▸ GIVEN PASSAGE
___

Approach to chronic stable angina (stepwise):

  1. Lifestyle + risk-factor control (statin, antiplatelet, BP, glycaemic control, smoking cessation).
  2. Beta-blocker (first-line) or rate-limiting CCB.
  3. Add a long-acting nitrate or a DHP CCB if symptoms persist.
  4. Add ivabradine / ranolazine / nicorandil / trimetazidine for refractory symptoms.
  5. Sublingual GTN PRN for acute episodes throughout.
  6. Persistent symptoms / high-risk anatomy → revascularisation (PCI / CABG).

High-yield: Drugs proven to reduce mortality in coronary disease are antiplatelets, statins, beta-blockers (post-MI), and ACE inhibitorsnot nitrates (purely symptomatic). Remember the "ABCD" of secondary prevention: Aspirin/Antiplatelet, Beta-blocker, Cholesterol (statin)/CCB, Diet + drugs (ACEi).

___

▸ INFORMATION
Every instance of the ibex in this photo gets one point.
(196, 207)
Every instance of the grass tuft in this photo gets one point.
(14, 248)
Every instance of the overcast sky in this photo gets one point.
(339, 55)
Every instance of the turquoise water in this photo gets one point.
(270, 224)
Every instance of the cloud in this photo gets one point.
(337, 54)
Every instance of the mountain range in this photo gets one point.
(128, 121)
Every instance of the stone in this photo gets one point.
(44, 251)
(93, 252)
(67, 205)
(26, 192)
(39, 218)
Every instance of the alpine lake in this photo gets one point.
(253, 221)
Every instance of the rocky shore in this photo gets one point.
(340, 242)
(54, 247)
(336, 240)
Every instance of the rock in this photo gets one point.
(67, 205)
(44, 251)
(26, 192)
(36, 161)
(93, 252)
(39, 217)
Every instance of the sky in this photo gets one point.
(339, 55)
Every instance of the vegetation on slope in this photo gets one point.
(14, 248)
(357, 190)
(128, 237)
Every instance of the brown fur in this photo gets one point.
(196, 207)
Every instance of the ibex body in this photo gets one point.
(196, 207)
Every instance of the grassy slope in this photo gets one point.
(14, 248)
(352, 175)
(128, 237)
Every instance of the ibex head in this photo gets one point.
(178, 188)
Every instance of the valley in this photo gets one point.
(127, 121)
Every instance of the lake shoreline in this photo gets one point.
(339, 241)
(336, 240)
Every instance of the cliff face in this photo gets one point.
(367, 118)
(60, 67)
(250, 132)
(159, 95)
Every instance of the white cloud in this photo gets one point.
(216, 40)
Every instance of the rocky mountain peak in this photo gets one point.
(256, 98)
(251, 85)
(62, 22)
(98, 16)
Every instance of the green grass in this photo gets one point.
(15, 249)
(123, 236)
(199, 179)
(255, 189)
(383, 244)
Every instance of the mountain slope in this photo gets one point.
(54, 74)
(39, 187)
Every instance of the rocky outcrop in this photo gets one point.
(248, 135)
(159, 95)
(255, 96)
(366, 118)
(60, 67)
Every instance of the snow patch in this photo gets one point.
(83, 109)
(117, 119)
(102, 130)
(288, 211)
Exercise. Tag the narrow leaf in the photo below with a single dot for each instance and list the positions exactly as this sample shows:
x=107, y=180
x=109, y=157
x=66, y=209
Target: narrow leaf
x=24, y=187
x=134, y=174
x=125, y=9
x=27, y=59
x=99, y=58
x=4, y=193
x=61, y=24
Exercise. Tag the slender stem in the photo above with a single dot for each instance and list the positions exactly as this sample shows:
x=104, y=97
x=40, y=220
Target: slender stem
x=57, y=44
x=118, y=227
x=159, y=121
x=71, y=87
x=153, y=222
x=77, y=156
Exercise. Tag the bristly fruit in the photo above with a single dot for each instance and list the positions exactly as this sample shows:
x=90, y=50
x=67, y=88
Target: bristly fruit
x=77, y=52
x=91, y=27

___

Using the angina summary, state whether each statement agrees with it, answering yes or no and quoting the deciding words: (a) A beta-blocker is given as a first-line option. (b) Sublingual GTN is reserved for the final step only. (c) Revascularization is indicated for persistent symptoms or high-risk anatomy. The data above are not required here.

▸ ANSWER TO THE EXERCISE
(a) Yes: "Beta-blocker (first-line) or rate-limiting CCB."
(b) No: "Sublingual GTN PRN for acute episodes throughout."
(c) Yes: "Persistent symptoms / high-risk anatomy → revascularisation (PCI / CABG)."